(The records Opens)
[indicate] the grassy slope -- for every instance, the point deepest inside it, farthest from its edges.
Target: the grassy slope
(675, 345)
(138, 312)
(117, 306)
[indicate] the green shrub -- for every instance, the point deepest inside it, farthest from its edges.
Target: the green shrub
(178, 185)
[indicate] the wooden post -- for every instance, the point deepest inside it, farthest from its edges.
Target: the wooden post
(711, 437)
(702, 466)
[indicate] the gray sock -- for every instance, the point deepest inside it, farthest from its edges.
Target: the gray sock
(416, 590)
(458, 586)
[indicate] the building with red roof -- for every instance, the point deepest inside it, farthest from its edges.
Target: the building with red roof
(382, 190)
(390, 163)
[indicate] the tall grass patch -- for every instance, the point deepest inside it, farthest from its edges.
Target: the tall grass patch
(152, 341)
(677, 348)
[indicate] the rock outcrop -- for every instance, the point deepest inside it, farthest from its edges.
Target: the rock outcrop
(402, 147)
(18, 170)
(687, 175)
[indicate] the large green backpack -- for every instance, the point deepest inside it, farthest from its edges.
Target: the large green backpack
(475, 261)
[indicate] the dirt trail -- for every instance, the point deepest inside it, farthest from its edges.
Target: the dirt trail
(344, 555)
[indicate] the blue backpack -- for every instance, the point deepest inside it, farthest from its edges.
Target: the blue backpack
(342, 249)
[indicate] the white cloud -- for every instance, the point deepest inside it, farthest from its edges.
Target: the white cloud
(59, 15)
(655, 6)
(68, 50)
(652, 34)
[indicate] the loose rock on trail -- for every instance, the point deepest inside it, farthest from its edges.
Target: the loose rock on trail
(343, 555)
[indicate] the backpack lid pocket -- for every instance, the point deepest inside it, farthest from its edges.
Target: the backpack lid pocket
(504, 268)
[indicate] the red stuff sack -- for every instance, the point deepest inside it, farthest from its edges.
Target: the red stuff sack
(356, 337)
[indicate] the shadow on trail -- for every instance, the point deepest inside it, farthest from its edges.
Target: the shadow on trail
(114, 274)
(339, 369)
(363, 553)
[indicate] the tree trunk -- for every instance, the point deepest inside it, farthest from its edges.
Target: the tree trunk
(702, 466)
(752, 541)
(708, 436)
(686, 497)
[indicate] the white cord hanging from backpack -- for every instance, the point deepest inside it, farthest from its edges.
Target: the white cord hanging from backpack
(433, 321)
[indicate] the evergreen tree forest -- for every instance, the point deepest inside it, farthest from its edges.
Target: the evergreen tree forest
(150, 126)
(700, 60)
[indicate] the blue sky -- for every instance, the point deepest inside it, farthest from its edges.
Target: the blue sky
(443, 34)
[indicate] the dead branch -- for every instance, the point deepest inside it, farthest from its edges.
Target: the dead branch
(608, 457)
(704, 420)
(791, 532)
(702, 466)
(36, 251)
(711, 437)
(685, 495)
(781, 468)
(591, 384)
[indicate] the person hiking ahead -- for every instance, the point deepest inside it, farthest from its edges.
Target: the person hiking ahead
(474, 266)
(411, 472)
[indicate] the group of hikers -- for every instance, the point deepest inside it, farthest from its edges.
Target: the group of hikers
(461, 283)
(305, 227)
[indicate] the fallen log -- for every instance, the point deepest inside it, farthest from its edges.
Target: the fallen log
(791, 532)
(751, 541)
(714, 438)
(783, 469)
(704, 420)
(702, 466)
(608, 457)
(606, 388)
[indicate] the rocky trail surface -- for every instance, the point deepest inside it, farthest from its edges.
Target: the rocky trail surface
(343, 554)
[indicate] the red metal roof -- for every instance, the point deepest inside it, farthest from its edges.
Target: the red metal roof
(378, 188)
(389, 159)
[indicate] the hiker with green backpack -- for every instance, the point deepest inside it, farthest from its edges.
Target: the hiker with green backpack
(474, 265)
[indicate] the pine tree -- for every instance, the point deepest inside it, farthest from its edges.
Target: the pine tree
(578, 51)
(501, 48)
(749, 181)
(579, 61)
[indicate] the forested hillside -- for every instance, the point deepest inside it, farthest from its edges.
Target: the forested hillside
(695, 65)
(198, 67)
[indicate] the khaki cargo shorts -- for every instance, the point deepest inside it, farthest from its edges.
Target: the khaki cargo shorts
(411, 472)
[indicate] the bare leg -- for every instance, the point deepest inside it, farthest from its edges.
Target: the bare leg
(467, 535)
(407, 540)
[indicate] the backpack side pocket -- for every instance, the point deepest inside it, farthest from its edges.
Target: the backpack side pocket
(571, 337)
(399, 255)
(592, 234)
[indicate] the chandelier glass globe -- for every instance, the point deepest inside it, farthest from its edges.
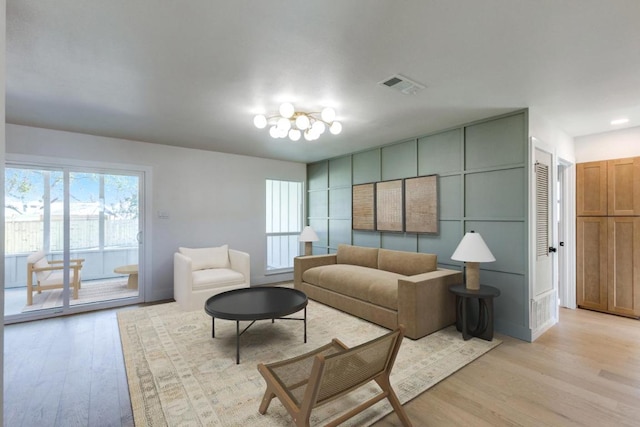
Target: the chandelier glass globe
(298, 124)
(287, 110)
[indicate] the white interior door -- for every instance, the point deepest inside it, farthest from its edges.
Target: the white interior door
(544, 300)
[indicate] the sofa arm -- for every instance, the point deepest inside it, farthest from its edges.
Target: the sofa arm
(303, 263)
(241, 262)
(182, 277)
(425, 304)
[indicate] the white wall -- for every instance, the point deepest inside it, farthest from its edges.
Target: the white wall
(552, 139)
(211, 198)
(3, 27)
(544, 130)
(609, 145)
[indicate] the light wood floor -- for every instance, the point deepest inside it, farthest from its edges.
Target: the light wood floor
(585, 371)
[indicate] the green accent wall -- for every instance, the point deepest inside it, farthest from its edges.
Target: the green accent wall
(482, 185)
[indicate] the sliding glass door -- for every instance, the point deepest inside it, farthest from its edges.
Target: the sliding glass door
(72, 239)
(The records Closes)
(The records Opens)
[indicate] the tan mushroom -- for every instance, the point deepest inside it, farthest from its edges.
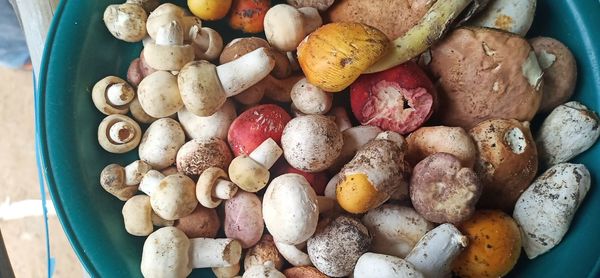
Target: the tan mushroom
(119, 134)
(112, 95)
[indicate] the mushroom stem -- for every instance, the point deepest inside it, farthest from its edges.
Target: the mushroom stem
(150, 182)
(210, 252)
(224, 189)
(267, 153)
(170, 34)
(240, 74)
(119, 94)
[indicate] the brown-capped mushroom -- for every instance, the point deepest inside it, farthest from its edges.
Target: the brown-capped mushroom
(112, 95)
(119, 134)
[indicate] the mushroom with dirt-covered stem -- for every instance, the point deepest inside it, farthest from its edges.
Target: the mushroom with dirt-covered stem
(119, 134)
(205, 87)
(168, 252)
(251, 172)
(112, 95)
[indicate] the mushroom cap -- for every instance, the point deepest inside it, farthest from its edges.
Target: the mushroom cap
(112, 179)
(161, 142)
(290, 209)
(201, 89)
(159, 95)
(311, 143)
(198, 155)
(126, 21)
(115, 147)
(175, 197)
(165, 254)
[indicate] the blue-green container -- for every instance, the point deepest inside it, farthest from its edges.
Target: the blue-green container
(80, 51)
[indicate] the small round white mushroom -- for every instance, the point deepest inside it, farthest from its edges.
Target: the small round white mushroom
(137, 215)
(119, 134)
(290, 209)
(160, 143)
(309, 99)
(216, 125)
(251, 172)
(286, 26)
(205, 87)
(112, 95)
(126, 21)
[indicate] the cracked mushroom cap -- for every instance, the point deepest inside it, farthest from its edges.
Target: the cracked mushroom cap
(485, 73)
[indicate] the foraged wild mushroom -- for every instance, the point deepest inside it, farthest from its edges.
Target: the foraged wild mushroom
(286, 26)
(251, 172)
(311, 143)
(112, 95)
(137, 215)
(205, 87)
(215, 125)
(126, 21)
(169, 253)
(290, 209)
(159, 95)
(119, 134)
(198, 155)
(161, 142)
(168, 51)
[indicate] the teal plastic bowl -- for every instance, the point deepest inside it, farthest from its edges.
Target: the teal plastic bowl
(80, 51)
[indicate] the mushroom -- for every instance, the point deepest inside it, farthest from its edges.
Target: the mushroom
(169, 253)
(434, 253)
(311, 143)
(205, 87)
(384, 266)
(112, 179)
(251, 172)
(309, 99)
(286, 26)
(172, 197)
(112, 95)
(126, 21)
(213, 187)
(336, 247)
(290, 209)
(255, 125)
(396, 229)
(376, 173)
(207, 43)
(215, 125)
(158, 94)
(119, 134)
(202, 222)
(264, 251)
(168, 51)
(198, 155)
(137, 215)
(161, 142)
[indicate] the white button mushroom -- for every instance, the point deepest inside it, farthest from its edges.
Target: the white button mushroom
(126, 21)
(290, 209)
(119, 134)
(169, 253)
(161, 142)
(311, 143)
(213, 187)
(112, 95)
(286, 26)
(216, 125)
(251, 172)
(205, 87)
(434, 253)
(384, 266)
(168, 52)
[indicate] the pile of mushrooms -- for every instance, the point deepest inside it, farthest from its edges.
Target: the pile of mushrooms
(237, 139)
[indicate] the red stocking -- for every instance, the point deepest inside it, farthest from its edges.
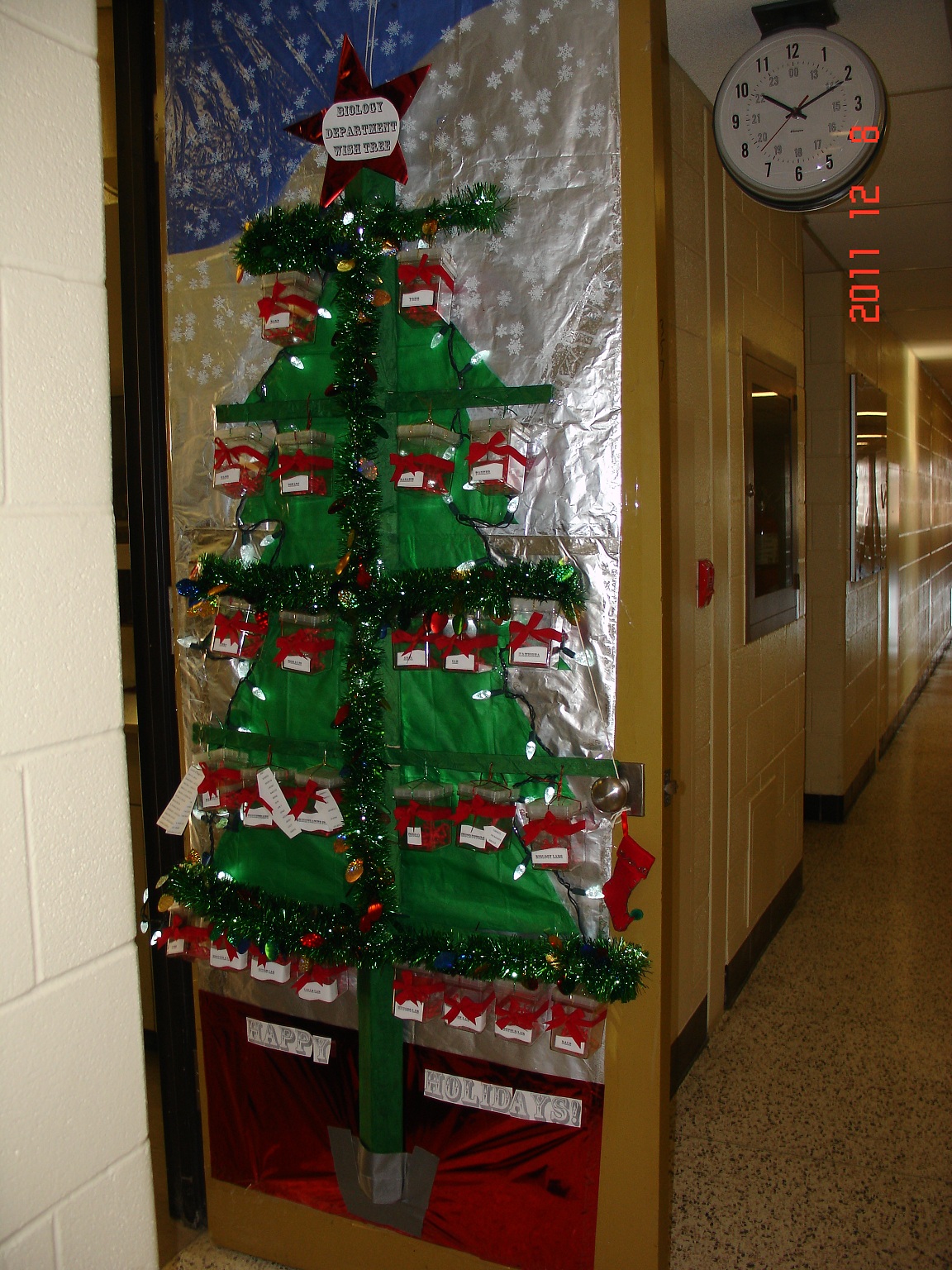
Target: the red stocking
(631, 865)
(The records Closes)
(The records Opens)
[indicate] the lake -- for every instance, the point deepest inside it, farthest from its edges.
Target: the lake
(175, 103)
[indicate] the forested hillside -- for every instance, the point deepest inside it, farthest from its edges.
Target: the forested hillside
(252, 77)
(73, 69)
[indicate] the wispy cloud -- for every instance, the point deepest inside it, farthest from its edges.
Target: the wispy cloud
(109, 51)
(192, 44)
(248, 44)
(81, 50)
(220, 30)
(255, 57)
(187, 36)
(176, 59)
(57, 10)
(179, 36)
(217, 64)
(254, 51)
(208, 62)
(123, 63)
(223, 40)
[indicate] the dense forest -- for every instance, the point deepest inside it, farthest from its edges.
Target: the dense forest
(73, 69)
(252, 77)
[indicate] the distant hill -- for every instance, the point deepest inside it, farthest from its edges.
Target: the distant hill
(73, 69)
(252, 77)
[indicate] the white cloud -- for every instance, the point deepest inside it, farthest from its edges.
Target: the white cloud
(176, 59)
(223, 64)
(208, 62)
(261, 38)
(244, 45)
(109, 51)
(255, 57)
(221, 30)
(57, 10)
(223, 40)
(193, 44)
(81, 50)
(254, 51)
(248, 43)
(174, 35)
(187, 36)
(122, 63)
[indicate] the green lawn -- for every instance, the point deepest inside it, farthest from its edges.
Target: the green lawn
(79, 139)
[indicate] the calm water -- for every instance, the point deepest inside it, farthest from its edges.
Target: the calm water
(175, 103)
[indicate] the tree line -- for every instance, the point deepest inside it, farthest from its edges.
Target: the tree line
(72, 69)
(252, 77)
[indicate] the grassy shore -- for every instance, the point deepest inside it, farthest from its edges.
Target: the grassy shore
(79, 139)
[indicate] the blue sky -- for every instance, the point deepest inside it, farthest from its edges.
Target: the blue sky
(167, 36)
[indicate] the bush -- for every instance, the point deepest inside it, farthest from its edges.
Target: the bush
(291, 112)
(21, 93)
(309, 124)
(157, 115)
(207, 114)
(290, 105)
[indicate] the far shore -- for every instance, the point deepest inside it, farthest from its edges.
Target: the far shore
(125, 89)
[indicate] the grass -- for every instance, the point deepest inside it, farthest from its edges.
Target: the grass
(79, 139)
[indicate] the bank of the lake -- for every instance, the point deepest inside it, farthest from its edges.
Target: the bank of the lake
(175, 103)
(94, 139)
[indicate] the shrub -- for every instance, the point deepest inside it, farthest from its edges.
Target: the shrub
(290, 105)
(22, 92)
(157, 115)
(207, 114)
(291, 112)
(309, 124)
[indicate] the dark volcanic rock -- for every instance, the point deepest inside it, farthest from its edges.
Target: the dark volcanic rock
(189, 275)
(The records Closes)
- What the exercise asks -
In the records above, find the line with "[indicate] the dead"; write out exactly that line and each one after it, stopping after the line with "[indicate] the chandelier".

- Answer to the problem -
[indicate] the dead branch -- for every instance, the point deepest inside it, farthest from its edges.
Target: the dead branch
(608, 457)
(704, 420)
(791, 532)
(702, 466)
(36, 251)
(711, 437)
(685, 495)
(781, 468)
(591, 384)
[indicate] the person hiking ahead -- for every instance, the point deepest inside it, farthest from its edges.
Target: the person hiking ahead
(474, 266)
(411, 472)
[indicate] the group of hikers -- for every instance, the point deepest inside it, farthest from its edges.
Target: the group of hikers
(461, 283)
(305, 227)
[indicate] the fallen log -- for every instance, the point deepest inside it, farthest from its edges.
Target: the fallen log
(791, 532)
(751, 541)
(714, 438)
(783, 469)
(704, 420)
(702, 466)
(608, 457)
(606, 388)
[indicate] the rocky trail surface -- for every instance, the point deepest inside it, farthest from its edges.
Target: the rocky trail surface
(343, 554)
[indicate] the red metal roof -- for every instance, the point deepest inside it, farthest from its edges.
Target: the red metal roof
(378, 188)
(389, 159)
[indicate] the hiker with green backpack -- for every instance, the point deepest inside it, farthest from its edges.
Target: the hiker with green backpack
(474, 265)
[indicate] the pine tree -- for every instance, the point deepest inside it, farthest from its edges.
Target: the pine tree
(578, 51)
(501, 48)
(749, 181)
(579, 61)
[indicate] the forested hillside -- for every instance, the point deepest inside it, farthest from its edges.
Target: the forested hillside
(695, 65)
(198, 67)
[indicate] the khaki cargo shorts -- for every instance, the point deepest inside it, farthest from its edges.
Target: the khaki cargo shorts
(411, 472)
[indicate] the bare leg -- for every instance, the point deepest inside it, farthest from its edges.
Target: the bare leg
(467, 535)
(407, 540)
[indicate] the backpack side pocket -- for every instance, the point deepest inside it, farthest from its edges.
Target: the backpack side pocket
(571, 337)
(399, 255)
(592, 234)
[indicate] the chandelier glass globe -- for every instance, the point deepest inside it, farthest from its edges.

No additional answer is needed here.